EXERCISE DESCRIPTION:
Only the lines from the line holding "the finger, given" through the final line of the entries below are to be returned, exactly as they stand.

[Collected data]
◆ ◆ ◆ ◆ ◆ ◆ ◆

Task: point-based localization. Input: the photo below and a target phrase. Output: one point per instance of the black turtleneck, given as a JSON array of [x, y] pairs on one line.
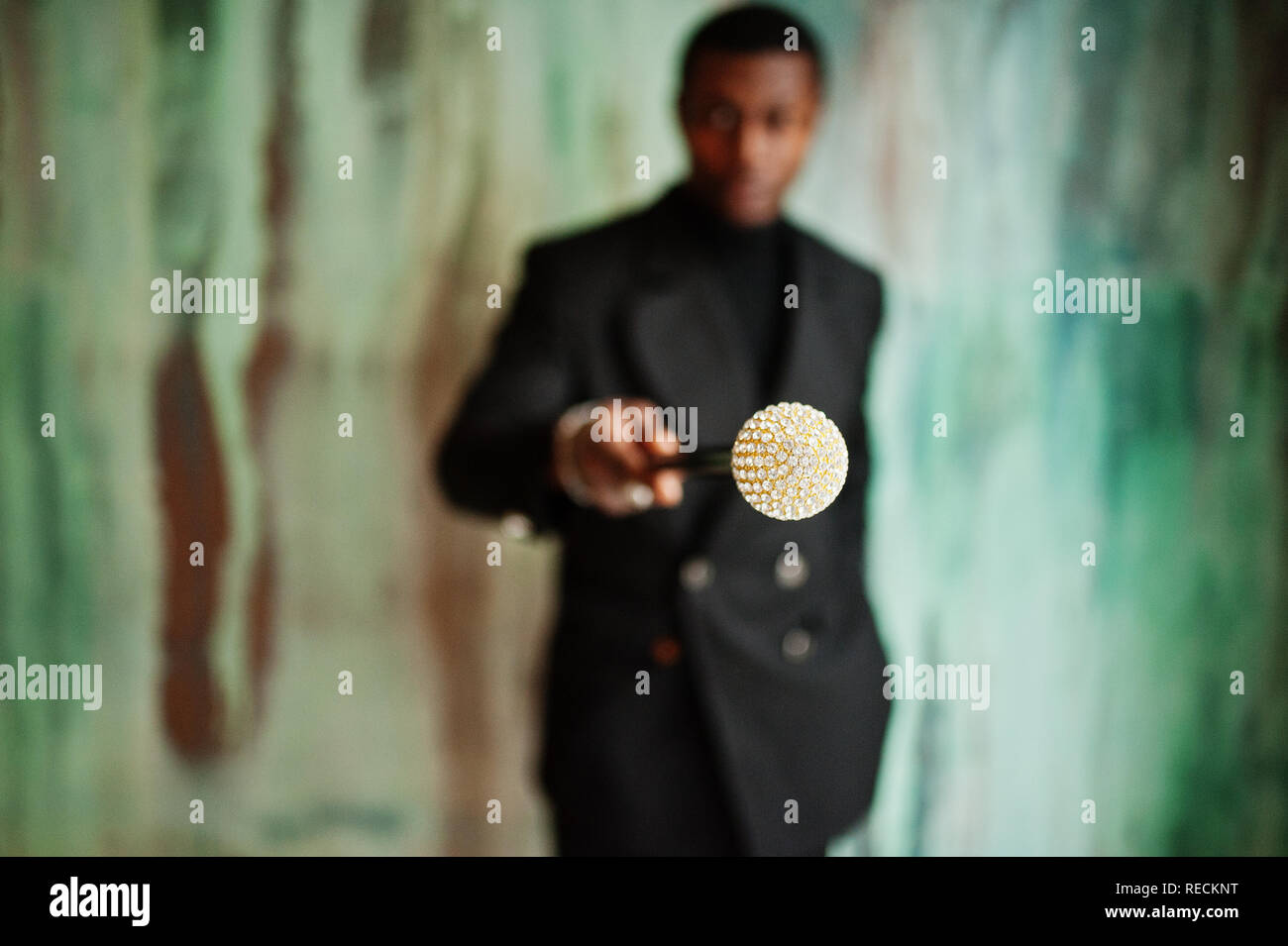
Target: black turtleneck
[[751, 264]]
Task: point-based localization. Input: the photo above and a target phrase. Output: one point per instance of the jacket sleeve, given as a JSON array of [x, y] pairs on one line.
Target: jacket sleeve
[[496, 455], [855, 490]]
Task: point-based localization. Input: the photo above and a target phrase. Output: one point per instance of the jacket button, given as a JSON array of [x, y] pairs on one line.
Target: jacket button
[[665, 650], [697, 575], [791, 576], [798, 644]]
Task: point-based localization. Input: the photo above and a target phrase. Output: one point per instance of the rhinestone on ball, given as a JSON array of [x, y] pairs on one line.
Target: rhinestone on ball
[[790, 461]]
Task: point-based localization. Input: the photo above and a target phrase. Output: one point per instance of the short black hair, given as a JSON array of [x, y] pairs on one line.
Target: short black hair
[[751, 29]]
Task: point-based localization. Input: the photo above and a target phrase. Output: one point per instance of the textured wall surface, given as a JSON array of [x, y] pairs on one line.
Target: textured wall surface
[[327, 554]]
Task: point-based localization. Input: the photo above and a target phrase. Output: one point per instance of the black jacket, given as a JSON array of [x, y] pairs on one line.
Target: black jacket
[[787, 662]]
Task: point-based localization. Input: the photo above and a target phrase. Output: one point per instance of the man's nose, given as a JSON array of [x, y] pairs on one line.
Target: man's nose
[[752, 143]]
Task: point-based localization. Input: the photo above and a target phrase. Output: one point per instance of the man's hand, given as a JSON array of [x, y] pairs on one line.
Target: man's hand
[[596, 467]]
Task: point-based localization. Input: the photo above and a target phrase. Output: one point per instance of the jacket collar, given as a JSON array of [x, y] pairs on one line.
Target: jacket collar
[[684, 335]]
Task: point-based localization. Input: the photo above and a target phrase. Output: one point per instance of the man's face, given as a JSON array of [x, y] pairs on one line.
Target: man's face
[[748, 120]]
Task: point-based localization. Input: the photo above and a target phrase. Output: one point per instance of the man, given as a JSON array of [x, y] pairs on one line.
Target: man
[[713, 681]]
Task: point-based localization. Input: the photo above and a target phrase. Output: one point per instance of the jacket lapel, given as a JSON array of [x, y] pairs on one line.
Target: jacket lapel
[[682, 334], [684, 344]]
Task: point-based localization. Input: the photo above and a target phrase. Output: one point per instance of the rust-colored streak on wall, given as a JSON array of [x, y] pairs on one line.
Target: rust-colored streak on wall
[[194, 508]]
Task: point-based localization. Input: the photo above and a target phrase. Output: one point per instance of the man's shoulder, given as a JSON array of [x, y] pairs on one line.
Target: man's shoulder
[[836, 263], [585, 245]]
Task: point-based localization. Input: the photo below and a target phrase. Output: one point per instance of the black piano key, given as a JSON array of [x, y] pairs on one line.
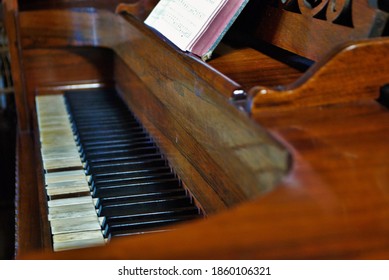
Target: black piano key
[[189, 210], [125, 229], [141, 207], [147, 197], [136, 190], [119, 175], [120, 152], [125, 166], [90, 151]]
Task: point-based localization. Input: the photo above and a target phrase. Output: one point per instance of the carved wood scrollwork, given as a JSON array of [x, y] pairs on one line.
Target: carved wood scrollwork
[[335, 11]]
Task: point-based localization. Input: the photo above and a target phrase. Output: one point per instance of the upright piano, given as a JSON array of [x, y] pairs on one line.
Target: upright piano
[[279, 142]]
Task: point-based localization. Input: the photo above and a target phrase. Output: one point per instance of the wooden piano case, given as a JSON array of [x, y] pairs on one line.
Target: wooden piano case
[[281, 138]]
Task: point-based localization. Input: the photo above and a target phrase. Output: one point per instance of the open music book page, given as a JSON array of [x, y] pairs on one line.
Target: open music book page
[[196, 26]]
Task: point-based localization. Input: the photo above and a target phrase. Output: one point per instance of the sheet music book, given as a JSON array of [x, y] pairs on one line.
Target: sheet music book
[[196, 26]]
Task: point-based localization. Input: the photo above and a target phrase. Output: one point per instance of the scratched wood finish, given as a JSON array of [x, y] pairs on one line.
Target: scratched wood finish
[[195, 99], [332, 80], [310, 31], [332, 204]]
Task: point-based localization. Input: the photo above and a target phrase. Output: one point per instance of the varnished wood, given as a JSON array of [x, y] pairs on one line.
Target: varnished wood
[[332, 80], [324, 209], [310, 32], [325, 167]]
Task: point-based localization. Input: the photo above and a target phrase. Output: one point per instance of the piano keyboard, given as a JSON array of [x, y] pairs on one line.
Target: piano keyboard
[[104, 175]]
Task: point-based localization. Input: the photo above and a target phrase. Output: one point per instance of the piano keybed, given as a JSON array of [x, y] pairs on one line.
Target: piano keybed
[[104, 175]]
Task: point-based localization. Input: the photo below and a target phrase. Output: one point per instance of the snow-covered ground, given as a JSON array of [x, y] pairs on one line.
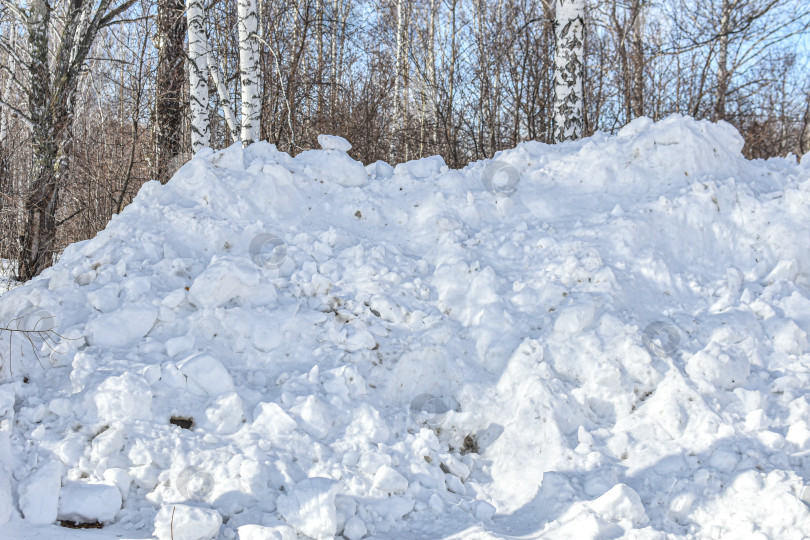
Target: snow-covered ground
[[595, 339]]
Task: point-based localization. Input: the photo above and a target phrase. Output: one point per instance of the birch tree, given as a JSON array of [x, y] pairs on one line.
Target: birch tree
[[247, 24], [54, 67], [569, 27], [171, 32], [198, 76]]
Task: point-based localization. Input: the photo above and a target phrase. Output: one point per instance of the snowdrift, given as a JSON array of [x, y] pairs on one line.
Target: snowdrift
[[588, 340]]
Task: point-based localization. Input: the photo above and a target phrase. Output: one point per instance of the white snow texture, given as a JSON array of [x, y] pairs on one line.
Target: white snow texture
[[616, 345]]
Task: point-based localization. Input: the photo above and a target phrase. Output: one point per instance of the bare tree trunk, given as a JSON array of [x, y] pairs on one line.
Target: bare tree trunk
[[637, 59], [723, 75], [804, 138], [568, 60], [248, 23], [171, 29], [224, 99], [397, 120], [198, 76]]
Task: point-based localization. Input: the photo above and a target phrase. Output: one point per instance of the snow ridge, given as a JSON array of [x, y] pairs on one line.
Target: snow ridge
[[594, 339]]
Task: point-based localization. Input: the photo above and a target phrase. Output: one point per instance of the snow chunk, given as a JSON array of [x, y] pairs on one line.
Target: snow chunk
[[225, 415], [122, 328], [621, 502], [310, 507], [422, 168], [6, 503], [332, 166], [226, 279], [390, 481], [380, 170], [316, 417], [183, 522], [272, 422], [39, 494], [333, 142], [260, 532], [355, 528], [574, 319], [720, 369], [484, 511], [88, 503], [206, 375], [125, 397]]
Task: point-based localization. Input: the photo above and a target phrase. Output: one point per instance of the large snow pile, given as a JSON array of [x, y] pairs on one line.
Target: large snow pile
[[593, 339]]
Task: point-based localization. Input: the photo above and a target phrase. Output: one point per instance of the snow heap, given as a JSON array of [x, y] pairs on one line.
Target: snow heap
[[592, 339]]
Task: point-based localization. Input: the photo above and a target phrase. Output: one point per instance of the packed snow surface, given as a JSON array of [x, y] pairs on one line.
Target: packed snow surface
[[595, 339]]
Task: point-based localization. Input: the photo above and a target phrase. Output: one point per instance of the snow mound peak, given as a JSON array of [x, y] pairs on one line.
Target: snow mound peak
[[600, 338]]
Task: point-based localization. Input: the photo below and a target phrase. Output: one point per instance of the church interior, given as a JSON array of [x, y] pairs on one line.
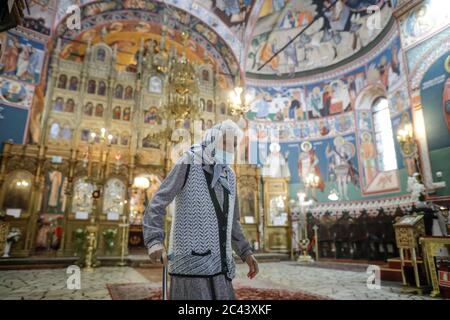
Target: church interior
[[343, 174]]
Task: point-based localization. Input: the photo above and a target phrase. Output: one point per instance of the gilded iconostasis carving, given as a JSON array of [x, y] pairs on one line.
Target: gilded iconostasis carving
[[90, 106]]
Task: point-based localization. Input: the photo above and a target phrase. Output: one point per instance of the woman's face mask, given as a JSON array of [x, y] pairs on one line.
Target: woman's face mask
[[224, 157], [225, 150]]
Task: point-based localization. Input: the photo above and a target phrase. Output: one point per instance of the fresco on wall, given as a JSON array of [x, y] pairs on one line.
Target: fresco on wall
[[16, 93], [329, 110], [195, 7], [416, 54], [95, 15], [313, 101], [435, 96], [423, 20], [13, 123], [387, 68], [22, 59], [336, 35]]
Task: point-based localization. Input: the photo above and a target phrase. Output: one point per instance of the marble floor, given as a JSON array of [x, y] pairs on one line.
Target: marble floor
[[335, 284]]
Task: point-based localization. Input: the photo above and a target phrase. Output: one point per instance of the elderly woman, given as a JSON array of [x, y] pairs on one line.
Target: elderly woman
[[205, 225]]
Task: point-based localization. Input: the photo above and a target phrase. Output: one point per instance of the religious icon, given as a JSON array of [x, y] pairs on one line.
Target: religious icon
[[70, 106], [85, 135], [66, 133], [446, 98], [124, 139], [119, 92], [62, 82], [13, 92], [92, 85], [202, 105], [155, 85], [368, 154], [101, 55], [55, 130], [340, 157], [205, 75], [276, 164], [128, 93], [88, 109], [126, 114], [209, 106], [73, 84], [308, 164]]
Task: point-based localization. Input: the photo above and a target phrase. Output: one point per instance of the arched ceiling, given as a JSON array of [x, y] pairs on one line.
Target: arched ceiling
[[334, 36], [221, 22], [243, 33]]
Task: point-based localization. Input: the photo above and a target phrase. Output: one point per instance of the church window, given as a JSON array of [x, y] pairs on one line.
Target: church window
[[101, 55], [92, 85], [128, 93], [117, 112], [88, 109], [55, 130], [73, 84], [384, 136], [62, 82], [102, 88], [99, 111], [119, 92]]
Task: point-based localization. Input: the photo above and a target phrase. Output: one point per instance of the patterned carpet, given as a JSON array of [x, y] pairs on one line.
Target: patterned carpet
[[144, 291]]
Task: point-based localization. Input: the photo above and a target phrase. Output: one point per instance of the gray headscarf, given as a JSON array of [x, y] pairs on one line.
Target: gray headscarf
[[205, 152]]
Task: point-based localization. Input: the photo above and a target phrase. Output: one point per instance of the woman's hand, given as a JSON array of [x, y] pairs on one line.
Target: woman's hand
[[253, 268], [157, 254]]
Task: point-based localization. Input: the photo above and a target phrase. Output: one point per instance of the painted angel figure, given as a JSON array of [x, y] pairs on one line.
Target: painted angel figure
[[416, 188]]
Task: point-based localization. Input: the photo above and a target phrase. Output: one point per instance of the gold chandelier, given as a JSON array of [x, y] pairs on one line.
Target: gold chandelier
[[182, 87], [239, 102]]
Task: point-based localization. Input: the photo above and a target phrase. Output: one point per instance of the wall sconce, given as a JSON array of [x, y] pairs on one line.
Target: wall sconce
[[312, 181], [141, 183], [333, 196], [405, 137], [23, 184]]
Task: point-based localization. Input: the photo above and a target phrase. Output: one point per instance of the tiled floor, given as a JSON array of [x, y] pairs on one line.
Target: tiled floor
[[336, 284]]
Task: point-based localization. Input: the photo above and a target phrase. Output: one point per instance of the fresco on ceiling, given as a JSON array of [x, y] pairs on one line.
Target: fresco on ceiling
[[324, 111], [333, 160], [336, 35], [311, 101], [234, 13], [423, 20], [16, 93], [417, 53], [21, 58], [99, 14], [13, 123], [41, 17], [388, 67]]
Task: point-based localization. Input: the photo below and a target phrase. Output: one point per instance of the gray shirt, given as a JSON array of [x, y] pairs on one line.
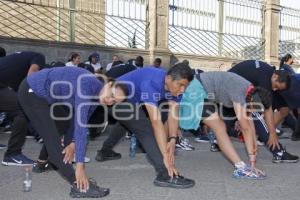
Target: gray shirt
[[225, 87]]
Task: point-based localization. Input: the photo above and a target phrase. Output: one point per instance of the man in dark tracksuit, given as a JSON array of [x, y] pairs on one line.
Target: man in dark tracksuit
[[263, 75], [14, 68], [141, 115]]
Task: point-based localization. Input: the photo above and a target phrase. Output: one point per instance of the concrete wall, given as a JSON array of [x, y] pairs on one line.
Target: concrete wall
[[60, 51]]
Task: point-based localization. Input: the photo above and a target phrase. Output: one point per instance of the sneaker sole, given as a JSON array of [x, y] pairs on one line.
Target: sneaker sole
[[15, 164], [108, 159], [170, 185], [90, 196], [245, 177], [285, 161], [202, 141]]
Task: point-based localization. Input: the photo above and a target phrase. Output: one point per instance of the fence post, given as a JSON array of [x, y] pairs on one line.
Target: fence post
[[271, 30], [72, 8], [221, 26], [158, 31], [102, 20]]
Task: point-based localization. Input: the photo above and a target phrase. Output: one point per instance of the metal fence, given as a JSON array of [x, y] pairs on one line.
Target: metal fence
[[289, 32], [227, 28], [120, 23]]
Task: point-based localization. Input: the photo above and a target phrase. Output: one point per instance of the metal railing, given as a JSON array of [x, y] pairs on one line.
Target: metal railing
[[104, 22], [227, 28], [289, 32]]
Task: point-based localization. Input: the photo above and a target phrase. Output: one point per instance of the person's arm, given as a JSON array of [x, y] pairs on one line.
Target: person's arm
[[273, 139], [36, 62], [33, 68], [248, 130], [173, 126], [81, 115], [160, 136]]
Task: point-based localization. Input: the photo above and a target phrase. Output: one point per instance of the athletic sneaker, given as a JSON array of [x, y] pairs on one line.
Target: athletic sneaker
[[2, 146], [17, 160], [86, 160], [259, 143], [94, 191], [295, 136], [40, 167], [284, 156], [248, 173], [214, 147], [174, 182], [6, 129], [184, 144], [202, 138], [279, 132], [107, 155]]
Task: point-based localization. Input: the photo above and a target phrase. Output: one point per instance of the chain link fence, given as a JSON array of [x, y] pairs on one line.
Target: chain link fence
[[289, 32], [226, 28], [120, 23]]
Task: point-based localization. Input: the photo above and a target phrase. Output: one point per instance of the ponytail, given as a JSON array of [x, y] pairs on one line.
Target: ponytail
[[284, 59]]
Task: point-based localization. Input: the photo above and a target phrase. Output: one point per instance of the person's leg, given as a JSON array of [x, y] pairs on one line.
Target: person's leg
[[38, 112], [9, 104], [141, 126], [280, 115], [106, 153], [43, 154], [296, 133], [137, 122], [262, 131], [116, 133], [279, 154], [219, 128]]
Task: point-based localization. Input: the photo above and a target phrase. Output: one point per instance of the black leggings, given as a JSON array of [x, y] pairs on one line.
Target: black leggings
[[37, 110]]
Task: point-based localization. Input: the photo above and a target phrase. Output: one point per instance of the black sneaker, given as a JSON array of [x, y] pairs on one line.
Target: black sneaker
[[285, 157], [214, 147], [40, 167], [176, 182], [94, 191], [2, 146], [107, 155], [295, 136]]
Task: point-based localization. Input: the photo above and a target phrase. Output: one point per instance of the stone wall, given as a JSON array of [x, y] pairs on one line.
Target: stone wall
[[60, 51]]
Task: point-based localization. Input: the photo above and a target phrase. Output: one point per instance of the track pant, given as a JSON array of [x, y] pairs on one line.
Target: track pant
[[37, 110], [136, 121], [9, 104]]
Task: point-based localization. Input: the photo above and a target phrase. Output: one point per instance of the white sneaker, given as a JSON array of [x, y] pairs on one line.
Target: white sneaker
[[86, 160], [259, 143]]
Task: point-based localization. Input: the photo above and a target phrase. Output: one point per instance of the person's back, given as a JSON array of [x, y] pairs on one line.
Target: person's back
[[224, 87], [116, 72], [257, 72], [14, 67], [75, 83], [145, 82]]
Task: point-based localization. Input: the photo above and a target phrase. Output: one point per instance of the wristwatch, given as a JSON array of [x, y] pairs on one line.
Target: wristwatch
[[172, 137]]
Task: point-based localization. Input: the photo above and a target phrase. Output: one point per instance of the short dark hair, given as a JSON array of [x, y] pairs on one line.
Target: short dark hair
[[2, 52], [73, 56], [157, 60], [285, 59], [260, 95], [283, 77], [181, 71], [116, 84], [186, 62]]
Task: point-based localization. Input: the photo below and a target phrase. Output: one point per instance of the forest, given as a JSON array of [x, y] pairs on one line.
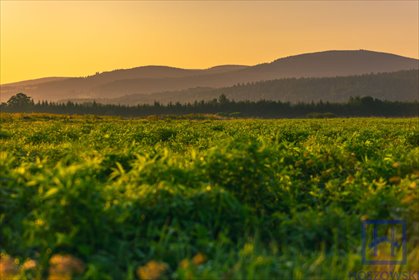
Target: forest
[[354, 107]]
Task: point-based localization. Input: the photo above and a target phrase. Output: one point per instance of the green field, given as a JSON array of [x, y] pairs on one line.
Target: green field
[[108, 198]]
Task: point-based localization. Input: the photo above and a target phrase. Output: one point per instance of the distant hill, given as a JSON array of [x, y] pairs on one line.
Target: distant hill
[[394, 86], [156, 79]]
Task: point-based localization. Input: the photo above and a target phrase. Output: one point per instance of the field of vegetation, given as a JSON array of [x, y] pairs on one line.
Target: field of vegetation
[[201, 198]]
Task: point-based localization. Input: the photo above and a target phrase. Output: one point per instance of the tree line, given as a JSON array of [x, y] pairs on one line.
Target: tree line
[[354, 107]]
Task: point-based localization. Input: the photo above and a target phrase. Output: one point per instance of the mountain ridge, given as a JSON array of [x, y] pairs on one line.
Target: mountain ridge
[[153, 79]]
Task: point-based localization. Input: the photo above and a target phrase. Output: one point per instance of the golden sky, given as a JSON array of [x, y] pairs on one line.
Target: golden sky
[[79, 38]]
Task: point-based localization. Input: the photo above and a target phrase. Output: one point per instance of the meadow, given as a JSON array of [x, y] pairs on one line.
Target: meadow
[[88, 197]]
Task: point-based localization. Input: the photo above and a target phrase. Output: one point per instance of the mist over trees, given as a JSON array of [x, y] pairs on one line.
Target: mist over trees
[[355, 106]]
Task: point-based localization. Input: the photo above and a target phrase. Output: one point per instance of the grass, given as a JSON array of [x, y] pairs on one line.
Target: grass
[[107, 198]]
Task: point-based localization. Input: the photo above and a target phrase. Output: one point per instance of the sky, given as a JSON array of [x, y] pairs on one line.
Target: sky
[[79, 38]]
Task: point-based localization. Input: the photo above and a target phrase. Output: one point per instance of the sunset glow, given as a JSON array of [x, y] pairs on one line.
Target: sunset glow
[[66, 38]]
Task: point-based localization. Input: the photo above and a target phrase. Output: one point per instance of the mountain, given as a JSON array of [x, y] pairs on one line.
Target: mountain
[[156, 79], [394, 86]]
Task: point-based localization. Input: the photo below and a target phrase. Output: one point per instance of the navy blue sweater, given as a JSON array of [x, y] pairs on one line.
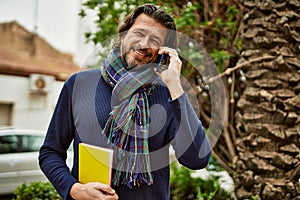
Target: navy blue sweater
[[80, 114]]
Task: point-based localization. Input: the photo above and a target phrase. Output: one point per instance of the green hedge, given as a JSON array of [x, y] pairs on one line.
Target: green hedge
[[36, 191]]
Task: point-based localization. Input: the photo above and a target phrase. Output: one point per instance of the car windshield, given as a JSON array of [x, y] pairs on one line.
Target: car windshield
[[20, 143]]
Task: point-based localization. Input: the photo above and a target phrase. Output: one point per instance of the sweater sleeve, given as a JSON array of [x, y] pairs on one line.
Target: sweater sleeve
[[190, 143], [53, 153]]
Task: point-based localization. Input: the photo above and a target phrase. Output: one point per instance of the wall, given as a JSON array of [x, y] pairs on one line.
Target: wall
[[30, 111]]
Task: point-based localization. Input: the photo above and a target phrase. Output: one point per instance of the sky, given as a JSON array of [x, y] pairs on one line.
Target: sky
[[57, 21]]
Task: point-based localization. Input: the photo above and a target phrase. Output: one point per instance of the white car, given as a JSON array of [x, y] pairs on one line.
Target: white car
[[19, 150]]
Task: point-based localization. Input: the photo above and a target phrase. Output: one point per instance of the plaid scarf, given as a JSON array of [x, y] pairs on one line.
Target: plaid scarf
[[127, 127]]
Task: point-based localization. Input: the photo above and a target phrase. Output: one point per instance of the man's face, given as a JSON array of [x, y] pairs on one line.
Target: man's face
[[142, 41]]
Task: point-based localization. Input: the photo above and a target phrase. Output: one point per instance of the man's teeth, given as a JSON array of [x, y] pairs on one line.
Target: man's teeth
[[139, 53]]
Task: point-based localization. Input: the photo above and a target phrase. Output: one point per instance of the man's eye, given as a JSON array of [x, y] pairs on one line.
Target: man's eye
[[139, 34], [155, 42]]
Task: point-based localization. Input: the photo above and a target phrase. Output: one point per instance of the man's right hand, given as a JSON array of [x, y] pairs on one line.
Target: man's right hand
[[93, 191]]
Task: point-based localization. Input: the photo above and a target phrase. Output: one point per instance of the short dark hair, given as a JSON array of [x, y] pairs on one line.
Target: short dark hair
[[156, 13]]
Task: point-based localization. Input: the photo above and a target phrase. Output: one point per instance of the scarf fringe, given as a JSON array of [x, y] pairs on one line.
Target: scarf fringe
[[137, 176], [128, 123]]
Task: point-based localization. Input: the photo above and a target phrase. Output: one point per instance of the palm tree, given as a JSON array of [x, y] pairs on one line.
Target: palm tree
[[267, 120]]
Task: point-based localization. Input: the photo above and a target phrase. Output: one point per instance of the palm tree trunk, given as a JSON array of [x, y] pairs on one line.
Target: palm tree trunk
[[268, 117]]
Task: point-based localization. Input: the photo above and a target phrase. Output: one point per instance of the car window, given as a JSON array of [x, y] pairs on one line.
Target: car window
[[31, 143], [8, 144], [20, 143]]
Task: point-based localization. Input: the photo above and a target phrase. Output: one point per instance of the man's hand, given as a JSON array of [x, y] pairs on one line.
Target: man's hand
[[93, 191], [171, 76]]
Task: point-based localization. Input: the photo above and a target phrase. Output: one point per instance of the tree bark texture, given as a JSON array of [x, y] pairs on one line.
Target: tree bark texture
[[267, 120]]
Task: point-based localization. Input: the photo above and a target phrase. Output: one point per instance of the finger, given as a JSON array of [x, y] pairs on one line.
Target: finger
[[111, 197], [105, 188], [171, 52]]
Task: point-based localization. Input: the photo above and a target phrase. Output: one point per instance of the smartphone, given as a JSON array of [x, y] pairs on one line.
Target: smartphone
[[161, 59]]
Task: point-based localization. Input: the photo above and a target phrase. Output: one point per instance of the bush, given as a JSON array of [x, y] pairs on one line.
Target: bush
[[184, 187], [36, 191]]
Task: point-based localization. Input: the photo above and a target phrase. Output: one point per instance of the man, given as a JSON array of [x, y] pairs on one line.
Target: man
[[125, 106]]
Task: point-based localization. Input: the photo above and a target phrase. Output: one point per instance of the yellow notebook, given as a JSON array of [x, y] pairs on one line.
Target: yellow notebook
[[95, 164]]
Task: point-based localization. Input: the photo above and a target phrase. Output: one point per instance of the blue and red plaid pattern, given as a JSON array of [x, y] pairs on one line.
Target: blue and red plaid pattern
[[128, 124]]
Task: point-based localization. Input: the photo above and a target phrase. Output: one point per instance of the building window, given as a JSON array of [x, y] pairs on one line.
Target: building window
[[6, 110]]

◆ ◆ ◆ ◆ ◆ ◆ ◆

RESULT OF THE EXERCISE:
Task: point-based localization. Input: the photo above and a target phrase. Output: one point per instance of the finger, given as a JSON array of [x, y] pairs on one line.
Target: finger
[[111, 197], [105, 188], [171, 52]]
Task: point-based localization. Input: the photo above and a target phrase. Output: one point per instance of the smartphone, given as a JSON array of [x, y] pairs on one line.
Target: smartphone
[[161, 59]]
Task: point-based localization. Input: the photo above and a target phrase. Output: one point per instance of the bush, given as a JSON array of [x, y] pairs on one line.
Target: bush
[[184, 187], [36, 191]]
Task: point-based localization. Input: the photo above and a target phrase. Output: one point per instance of the man, given as a JSON array of [x, y] pairs on one line.
Target: man
[[125, 106]]
Task: point-based localization. Input: the photo above and a target phrase. Output: one point per instance of the yellow notebook, given as a JSON array of [x, y] pairs on one line.
Target: yellow notebook
[[95, 164]]
Task: point-based localization. Input: the photo above and a target phrase. Output: one point per instance of the blue and red plaid pattern, given as a JSON array of [x, y] pairs on one line.
Target: blue and red plaid pattern
[[128, 124]]
Task: point-based localization. Input: the photo above and a target phrase. Output: one point per instance of the building window, given as a JSON array of [x, y] pairs on one line.
Target: building window
[[6, 110]]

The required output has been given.